* BEGIN Material *

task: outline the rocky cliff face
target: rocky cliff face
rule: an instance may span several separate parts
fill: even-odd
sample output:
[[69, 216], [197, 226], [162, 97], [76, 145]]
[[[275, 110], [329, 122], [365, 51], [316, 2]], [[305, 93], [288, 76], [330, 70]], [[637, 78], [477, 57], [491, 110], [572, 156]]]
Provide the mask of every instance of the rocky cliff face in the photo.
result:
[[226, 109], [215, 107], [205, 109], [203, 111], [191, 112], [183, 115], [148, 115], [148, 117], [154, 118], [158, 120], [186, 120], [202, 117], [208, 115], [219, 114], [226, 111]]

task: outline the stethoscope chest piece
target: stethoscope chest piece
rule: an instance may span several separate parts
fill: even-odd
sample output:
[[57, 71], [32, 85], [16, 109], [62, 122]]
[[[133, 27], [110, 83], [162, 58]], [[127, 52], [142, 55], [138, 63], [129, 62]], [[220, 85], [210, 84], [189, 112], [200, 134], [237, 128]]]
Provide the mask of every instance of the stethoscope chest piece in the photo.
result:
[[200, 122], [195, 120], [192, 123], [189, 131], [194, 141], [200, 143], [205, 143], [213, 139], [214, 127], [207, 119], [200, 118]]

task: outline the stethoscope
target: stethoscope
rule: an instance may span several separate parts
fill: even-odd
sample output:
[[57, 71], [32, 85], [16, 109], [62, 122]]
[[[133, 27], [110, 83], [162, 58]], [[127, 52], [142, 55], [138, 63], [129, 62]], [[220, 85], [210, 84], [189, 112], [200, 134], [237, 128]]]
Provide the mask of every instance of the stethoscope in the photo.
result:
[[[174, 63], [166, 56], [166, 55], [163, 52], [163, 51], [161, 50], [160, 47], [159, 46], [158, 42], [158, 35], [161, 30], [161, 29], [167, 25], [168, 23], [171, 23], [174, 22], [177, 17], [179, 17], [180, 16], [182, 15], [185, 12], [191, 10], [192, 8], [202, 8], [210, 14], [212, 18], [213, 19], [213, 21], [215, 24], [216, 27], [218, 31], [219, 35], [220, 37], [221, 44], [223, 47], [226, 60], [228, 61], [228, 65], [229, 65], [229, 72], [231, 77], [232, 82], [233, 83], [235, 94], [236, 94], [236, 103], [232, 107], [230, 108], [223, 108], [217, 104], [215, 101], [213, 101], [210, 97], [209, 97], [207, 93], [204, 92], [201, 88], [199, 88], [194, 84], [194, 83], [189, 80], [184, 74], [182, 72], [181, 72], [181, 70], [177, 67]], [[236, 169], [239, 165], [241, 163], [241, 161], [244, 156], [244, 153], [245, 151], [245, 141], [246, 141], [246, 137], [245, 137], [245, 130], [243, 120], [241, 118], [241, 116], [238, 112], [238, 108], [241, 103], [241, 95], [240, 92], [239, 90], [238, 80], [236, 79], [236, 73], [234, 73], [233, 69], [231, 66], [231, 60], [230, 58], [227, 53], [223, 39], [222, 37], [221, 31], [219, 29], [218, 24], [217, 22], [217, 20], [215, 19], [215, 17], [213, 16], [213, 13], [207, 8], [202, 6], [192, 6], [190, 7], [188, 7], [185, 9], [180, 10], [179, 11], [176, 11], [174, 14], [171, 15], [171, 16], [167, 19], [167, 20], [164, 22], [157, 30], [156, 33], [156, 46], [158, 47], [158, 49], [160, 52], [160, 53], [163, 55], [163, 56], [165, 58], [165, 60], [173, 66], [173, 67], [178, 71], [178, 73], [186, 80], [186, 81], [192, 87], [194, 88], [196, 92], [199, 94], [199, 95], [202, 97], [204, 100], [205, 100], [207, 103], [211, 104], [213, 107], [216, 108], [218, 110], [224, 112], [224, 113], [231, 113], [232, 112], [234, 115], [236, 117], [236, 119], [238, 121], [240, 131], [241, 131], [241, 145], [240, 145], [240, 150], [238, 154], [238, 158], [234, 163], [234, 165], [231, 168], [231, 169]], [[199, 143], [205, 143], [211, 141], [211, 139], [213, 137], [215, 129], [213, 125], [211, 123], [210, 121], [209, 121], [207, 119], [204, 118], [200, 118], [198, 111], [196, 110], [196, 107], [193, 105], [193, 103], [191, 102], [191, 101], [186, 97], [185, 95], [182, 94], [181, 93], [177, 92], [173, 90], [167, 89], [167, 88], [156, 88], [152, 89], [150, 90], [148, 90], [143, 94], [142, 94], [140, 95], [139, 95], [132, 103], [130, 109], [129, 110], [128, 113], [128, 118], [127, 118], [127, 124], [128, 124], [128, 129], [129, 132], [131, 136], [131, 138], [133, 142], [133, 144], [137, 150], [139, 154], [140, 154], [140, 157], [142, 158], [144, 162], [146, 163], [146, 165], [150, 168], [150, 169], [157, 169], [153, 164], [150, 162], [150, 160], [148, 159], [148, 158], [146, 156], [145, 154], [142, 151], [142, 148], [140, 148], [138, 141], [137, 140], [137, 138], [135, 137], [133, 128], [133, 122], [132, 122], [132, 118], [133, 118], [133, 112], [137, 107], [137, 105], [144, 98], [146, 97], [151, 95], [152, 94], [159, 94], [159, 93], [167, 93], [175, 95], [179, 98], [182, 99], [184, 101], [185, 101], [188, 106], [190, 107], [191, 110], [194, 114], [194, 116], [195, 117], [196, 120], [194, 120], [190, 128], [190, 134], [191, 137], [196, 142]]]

* END Material *

▶ _Directions for this task_: Pull out each line of the items above that contains the word "outline". Case matters.

▶ _Task result_:
task: outline the rocky cliff face
task: outline the stethoscope chest piece
task: outline the stethoscope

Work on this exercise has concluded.